* Start Extracted text *

# Big blue marlin



## dorado74 (Oct 16, 2007)

My buddy caught this fish last Saturday somewhere near the dumping grounds. I wasn't on the trip, but couldn't help showing off his fish! Caught on a 50 stand up!! Estimated length at 117" They were fishing aboard the Necessity.


----------



## billin (Oct 14, 2007)

*Marlin*

Dammmmn that's a big girl


----------



## Xiphius (Oct 10, 2007)

Wow at least a six tubber on Stand up WTG


----------



## Chris V (Oct 18, 2007)

That's a beauty


----------



## MissKristy (Dec 1, 2007)

Hell of a fish


----------



## Realtor (Oct 1, 2007)

WOW! Amy more pictures? AWESOME!


----------



## Bill Me (Oct 5, 2007)

Man I want to be out there!


----------



## FishFighter92 (Jul 10, 2012)

More Pics More Pics!


----------



## MSViking (Oct 11, 2007)

Awesome, Awesome fish! I was out there Saturday as well and saw them on AIS system. I need that fish this weekend!!!

Robert


----------



## Ultralite (Oct 1, 2007)

from Shane's FB...


----------



## Scruggspc (Mar 20, 2013)

Wow that's awesome! I hope I can experience that one day.


----------



## ashcreek (Oct 4, 2007)

Damn!!!! I'm ready for my first one....


----------



## samoajoe (Dec 28, 2010)

Hello beastie! I have to ask if you know what it was caught on? That will make a season worthwhile right there!


----------



## dorado74 (Oct 16, 2007)

Thanks Ultralite! I couldn't figure out how to put more pics on. If you go to necessitycharters.com they have video.


----------



## Head Kned (Mar 21, 2011)

I saw the videos, awesome fish. Congrats guys.


----------



## Fish Eye (Apr 4, 2013)

Beautiful fish.


----------



## 192 (Oct 1, 2007)

The video of it greyhounding was bad ass!


----------



## cobe killer (Apr 13, 2008)

awesome fish!!!! congrats for sure!!!


----------



## how2fish (Jan 21, 2008)

Wow!!!!


----------



## Lexcore (May 5, 2012)

:thumbup:nice fish:thumbup:


----------



## my3nme (Oct 9, 2007)

very nice, congrats


----------



## Doodle Bug (May 24, 2013)

*Nice blue lady*

That will do when it's all on the line. Great fish.


----------

* End Extracted text *
* Start Dataset records *

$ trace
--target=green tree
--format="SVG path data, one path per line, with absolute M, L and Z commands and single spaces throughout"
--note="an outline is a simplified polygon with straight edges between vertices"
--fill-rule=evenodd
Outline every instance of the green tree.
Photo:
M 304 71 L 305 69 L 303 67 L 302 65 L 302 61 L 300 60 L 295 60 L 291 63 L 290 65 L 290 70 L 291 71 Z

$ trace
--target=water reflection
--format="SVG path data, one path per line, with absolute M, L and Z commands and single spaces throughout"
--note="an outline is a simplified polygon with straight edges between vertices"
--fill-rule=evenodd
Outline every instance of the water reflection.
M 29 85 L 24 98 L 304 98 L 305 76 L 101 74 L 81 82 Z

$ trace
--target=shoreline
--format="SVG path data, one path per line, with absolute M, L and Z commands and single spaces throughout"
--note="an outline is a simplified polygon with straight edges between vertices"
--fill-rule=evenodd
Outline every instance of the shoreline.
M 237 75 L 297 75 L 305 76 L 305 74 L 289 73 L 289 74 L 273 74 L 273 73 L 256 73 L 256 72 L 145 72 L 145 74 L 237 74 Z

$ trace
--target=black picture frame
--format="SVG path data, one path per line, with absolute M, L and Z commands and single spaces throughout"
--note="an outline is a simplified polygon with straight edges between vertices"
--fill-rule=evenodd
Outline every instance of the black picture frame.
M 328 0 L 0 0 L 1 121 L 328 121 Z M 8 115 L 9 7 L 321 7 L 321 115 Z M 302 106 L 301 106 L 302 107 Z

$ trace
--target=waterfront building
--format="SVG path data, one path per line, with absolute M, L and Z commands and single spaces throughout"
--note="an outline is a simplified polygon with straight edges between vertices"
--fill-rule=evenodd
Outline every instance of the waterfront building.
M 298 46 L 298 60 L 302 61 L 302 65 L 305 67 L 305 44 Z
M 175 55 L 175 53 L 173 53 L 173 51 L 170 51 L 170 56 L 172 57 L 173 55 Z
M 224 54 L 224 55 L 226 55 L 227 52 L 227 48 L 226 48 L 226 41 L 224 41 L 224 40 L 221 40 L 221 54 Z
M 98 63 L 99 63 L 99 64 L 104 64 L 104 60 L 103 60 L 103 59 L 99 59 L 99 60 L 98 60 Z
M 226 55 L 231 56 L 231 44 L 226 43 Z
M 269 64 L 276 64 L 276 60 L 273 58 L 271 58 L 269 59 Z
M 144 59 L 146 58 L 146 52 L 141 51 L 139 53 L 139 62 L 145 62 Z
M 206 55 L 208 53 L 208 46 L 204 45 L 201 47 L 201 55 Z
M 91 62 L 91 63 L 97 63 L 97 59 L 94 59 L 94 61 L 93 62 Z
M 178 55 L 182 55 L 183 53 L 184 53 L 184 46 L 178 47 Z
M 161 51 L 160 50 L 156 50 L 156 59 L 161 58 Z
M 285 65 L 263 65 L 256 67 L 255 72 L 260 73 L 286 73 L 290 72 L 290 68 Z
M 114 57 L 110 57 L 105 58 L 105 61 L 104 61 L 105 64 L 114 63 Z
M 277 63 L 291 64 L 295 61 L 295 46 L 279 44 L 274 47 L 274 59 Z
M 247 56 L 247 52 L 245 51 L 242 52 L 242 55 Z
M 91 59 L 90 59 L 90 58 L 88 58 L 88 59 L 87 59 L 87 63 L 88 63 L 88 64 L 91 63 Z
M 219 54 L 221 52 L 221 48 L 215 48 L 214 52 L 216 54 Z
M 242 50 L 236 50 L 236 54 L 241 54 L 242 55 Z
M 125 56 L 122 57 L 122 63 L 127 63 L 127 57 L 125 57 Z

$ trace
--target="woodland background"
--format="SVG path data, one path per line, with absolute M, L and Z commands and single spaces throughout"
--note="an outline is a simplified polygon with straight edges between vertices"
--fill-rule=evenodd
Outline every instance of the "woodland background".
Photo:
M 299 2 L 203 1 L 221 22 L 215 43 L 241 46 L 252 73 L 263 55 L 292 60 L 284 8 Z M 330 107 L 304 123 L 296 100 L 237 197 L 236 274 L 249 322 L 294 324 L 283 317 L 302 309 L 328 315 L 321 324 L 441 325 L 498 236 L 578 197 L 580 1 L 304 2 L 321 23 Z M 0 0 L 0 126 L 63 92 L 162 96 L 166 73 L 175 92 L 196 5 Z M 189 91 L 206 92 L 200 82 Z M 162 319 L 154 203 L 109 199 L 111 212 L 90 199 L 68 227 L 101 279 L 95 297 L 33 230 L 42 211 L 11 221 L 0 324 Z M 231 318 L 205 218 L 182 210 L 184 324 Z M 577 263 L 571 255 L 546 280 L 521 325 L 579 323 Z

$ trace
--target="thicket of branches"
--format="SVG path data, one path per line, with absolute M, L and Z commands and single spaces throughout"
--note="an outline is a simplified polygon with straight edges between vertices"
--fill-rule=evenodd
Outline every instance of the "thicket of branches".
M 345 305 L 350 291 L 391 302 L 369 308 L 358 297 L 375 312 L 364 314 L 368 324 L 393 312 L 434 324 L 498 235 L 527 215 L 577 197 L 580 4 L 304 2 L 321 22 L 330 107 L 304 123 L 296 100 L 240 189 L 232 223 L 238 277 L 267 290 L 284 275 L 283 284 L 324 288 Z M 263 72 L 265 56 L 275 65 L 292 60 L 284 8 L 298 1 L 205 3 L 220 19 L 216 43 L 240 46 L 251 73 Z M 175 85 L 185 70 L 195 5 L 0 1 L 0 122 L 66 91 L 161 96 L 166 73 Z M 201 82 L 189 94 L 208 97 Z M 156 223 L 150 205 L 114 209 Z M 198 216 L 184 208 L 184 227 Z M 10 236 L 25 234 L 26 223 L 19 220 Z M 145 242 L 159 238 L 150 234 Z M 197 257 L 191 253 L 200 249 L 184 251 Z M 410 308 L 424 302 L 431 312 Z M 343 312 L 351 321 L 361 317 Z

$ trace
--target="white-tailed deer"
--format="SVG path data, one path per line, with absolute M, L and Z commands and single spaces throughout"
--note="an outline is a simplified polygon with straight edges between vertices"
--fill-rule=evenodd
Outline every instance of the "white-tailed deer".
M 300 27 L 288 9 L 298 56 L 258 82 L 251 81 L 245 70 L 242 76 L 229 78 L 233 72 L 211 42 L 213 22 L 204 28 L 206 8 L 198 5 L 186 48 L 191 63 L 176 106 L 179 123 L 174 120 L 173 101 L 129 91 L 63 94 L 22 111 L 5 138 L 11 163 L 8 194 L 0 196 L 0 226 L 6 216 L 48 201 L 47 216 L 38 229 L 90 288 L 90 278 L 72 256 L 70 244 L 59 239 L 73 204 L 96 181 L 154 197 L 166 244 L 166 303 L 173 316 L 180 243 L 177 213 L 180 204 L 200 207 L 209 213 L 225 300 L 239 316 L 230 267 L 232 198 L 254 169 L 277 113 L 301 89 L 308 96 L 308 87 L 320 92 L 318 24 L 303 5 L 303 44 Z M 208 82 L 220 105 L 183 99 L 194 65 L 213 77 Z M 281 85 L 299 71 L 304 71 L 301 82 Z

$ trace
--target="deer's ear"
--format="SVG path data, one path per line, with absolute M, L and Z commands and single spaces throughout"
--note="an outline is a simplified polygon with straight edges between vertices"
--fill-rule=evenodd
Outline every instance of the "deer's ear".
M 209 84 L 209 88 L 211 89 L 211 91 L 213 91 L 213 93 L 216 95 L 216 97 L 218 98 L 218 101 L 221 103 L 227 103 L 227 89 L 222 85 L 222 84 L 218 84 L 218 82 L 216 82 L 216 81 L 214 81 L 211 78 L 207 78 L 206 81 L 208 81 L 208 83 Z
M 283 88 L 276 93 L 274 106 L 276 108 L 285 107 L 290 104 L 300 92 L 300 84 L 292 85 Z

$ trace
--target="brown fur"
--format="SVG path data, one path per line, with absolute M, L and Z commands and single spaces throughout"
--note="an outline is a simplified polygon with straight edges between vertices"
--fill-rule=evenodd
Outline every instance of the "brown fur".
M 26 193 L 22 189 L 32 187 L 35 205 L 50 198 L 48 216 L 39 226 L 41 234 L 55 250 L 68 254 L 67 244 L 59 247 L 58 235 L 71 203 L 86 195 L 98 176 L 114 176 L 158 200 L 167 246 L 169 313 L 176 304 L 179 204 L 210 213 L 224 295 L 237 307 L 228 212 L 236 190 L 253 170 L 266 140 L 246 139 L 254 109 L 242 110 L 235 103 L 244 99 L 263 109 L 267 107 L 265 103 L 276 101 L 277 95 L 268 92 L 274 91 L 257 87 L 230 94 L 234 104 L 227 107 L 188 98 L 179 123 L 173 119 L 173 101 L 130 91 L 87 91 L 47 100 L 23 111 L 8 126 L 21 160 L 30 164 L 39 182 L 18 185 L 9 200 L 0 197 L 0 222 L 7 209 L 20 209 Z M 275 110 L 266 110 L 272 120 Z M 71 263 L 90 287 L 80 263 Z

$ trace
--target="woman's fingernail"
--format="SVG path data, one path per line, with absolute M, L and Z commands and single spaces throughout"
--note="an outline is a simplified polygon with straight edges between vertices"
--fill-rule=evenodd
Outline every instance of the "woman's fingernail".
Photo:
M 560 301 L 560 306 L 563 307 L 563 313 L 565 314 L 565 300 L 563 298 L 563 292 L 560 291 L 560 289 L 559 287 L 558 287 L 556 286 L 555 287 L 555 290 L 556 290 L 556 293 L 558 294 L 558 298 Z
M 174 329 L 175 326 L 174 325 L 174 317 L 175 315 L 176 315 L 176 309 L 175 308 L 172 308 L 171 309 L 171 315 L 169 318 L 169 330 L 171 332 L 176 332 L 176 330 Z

* End Dataset records *

Goals:
**A.** Please answer these from the marlin thread:
(i) What was the fish caught on?
(ii) What was its estimated length?
(iii) Which website has video of the catch?
**B.** Render the stretch of the listing from its start through the line containing "M 304 71 L 305" as a Markdown table with the columns No. and Line. Give one row per line, and leave out blank lines.

Answers for the exercise:
**A.**
(i) A 50 stand up
(ii) 117"
(iii) necessitycharters.com

**B.**
| No. | Line |
|---|---|
| 1 | $ trace |
| 2 | --target=green tree |
| 3 | --format="SVG path data, one path per line, with absolute M, L and Z commands and single spaces throughout" |
| 4 | --note="an outline is a simplified polygon with straight edges between vertices" |
| 5 | --fill-rule=evenodd |
| 6 | Outline every instance of the green tree. |
| 7 | Photo: |
| 8 | M 304 71 L 305 69 L 303 67 L 302 65 L 302 61 L 300 60 L 295 60 L 291 63 L 290 65 L 290 70 L 291 71 Z |